[About this task]
From the data below, copy exactly the lines that lie between the one holding "Target: bathroom mirror" and the one holding "Target: door frame", including both, and nothing more.

++++ Provided material ++++

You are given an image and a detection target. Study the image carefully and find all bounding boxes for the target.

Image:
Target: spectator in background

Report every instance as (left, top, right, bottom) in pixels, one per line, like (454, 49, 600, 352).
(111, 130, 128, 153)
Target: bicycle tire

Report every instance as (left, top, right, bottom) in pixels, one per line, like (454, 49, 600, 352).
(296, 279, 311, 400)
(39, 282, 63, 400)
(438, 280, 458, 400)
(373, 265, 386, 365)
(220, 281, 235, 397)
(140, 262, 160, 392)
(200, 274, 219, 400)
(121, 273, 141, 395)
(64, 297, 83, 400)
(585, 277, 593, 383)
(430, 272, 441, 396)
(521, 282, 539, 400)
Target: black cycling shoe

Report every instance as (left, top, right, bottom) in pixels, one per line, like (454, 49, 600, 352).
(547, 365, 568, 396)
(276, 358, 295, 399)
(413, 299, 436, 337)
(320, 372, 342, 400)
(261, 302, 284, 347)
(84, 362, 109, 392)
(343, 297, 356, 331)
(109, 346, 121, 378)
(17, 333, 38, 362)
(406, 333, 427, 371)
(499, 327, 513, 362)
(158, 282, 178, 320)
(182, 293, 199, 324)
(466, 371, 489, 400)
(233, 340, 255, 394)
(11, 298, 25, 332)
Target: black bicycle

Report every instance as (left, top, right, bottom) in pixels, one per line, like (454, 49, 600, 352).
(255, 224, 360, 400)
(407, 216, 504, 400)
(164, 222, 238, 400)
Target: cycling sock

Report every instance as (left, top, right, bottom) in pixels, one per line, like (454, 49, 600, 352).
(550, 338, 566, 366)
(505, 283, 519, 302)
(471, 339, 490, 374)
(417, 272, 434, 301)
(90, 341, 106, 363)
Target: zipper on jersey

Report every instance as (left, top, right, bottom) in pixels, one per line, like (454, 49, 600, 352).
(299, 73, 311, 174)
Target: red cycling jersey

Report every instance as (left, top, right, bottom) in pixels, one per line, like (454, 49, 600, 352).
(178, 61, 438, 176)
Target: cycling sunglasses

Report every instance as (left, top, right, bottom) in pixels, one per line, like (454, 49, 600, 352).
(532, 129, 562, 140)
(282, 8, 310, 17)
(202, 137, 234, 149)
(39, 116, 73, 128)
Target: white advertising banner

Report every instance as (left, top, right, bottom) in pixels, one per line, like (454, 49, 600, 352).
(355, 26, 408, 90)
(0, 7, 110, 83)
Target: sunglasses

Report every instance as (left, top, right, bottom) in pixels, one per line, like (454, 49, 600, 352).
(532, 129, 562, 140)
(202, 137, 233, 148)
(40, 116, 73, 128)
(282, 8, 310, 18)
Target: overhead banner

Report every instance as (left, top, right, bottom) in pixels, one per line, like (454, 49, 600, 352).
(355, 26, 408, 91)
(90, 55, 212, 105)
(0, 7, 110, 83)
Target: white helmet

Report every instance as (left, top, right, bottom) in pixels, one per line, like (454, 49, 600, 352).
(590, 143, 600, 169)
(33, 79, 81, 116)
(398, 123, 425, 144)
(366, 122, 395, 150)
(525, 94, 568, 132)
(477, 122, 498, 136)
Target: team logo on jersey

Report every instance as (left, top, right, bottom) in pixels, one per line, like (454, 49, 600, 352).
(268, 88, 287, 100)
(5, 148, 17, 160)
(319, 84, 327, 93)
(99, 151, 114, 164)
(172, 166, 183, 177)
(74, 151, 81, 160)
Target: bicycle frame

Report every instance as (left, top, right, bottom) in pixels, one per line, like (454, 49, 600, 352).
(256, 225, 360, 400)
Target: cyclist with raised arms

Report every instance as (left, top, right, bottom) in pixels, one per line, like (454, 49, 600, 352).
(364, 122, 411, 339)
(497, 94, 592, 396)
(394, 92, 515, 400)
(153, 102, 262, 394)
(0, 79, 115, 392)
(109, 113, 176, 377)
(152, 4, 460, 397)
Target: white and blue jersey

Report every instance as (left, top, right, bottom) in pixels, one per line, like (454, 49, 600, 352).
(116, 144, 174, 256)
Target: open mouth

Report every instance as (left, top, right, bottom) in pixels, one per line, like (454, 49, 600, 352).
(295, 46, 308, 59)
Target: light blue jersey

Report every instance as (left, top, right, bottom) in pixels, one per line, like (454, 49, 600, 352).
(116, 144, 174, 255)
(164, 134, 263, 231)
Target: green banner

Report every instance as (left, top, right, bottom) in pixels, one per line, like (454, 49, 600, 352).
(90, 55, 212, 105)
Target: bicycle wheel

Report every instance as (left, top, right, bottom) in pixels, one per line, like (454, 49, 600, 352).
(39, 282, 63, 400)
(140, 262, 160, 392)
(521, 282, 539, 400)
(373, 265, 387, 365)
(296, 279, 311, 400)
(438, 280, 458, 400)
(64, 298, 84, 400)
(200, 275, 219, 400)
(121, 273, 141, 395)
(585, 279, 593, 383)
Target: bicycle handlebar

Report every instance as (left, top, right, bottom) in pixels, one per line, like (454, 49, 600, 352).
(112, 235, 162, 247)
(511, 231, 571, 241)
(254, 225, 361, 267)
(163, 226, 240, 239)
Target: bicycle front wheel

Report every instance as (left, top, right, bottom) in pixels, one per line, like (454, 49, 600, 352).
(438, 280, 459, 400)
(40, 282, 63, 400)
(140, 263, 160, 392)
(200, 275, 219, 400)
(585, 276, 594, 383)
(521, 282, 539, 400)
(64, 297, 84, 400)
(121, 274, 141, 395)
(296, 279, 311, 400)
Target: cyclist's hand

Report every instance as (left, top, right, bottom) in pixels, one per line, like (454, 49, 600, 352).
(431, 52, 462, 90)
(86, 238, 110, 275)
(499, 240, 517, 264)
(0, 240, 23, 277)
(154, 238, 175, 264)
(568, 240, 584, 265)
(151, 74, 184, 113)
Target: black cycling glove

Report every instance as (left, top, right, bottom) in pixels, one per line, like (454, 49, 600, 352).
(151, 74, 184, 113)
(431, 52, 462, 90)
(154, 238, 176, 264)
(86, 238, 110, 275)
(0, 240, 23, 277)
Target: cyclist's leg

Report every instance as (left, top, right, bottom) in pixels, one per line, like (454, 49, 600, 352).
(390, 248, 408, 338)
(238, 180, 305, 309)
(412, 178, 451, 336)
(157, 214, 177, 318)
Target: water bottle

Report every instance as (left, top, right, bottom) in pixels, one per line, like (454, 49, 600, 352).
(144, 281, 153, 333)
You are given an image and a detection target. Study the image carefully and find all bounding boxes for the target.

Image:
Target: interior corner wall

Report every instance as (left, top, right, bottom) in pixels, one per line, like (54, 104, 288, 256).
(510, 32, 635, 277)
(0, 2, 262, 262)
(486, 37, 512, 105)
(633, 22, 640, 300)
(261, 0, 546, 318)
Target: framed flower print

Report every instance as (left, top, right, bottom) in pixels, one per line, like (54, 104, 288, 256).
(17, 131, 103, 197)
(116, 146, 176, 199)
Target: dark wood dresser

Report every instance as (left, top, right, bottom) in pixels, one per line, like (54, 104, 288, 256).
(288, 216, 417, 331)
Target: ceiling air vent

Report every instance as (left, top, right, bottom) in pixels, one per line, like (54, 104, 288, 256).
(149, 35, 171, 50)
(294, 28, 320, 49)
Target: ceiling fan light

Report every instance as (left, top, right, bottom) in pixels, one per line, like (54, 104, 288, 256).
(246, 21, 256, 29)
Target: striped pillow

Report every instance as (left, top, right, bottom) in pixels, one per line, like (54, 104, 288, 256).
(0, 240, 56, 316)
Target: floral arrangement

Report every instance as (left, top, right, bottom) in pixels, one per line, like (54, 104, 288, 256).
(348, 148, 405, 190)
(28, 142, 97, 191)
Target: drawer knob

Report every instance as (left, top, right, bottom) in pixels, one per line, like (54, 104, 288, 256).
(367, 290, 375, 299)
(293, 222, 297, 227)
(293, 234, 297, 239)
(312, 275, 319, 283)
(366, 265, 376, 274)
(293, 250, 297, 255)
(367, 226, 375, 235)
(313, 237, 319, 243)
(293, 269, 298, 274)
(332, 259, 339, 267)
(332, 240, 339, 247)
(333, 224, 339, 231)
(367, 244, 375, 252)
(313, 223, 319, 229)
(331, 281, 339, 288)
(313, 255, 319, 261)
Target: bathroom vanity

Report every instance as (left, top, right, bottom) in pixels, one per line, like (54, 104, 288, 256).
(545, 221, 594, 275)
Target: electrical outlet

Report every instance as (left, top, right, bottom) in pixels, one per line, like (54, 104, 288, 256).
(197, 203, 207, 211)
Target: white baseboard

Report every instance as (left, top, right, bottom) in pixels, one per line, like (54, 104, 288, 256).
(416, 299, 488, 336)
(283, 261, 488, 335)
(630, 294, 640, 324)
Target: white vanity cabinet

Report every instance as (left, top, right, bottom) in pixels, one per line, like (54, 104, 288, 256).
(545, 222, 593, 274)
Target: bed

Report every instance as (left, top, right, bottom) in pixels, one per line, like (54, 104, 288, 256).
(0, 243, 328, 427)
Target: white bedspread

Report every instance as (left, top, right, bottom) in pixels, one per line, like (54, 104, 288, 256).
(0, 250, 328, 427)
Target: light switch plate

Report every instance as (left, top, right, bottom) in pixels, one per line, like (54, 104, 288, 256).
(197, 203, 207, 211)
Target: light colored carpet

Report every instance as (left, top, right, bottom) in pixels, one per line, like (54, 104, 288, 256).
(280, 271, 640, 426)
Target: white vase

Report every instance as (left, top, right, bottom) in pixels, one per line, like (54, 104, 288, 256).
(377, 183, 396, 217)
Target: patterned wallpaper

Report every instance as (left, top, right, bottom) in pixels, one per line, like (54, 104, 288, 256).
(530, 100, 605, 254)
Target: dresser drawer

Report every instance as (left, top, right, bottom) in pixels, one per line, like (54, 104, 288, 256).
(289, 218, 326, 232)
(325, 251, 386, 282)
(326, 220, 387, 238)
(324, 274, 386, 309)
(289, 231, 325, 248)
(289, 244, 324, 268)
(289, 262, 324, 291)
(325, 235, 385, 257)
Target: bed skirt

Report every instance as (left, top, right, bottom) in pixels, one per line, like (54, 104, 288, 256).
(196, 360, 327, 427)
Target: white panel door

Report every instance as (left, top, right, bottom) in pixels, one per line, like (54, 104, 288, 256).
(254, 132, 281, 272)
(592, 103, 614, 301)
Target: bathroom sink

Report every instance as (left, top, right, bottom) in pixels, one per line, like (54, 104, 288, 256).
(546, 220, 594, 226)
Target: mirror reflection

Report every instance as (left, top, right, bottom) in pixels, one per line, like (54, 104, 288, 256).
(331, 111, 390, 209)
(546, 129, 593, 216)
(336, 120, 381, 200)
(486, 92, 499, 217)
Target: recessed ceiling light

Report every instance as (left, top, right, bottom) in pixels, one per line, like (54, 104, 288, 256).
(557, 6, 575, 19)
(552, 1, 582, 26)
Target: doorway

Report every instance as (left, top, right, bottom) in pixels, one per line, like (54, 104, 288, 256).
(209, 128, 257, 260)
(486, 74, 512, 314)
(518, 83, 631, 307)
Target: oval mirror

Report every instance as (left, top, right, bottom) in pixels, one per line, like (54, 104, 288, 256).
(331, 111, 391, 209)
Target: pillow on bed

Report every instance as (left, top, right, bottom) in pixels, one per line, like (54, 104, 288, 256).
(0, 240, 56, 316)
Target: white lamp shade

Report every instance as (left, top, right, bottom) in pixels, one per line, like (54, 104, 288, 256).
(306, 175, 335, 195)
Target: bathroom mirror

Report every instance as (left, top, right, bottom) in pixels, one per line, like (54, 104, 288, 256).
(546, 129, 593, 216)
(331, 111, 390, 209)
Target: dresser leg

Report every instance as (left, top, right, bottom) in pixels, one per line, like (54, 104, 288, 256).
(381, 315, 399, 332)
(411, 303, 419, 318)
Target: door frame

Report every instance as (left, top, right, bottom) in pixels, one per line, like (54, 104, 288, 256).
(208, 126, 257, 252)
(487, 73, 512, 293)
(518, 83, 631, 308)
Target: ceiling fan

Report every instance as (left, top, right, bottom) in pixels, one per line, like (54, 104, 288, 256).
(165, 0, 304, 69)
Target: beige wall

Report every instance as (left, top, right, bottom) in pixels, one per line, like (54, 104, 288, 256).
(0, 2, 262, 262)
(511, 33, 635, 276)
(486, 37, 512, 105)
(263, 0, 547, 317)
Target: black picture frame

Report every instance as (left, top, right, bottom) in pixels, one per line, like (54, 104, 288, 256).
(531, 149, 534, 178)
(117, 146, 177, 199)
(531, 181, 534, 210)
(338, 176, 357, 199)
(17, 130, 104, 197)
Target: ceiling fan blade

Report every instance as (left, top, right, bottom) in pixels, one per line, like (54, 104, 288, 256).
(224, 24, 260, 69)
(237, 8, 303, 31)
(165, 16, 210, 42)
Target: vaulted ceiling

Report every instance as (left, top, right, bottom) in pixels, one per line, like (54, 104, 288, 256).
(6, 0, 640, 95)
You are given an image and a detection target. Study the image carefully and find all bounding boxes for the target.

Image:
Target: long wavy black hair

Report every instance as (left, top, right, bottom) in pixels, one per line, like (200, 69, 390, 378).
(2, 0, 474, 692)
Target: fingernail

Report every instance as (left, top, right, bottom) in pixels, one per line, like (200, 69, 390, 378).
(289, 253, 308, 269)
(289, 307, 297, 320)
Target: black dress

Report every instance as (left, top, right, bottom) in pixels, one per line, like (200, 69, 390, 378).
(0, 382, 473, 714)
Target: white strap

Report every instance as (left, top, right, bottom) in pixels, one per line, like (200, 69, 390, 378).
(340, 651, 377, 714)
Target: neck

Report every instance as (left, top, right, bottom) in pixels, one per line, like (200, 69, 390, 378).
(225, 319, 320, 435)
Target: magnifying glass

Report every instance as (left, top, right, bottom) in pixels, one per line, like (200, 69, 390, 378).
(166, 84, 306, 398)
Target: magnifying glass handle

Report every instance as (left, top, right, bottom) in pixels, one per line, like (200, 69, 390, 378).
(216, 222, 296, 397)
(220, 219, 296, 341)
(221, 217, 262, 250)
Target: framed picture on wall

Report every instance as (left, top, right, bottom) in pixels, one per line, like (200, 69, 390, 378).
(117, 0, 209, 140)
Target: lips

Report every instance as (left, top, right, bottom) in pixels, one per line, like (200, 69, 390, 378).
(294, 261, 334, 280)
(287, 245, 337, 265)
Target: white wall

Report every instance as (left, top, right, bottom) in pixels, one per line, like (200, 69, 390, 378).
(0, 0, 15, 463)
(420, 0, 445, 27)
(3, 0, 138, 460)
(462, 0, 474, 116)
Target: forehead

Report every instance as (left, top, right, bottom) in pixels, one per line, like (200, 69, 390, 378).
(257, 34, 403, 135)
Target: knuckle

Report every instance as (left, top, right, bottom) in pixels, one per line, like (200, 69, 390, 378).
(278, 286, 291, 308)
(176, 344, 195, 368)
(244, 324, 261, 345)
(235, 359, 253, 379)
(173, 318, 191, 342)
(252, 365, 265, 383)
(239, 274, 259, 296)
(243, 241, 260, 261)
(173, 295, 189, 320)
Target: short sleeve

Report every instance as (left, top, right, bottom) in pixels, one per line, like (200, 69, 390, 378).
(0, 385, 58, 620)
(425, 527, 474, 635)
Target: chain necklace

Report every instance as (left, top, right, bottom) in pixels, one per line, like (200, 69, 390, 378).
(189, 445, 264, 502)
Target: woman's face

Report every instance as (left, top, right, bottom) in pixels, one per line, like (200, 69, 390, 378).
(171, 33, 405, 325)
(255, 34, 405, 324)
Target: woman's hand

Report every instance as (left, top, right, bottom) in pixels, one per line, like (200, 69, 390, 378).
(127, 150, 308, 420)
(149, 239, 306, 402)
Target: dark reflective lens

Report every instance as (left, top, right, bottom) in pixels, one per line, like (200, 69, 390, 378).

++++

[Response]
Target: bathroom mirror

Report every instance as (left, top, right, bottom) in pixels, one per line, like (54, 104, 288, 256).
(546, 129, 593, 216)
(331, 111, 390, 209)
Target: dresser leg

Report every instance as (left, top, right, bottom) in pixels, one per line, like (54, 104, 288, 256).
(381, 315, 399, 332)
(411, 303, 419, 318)
Target: door frame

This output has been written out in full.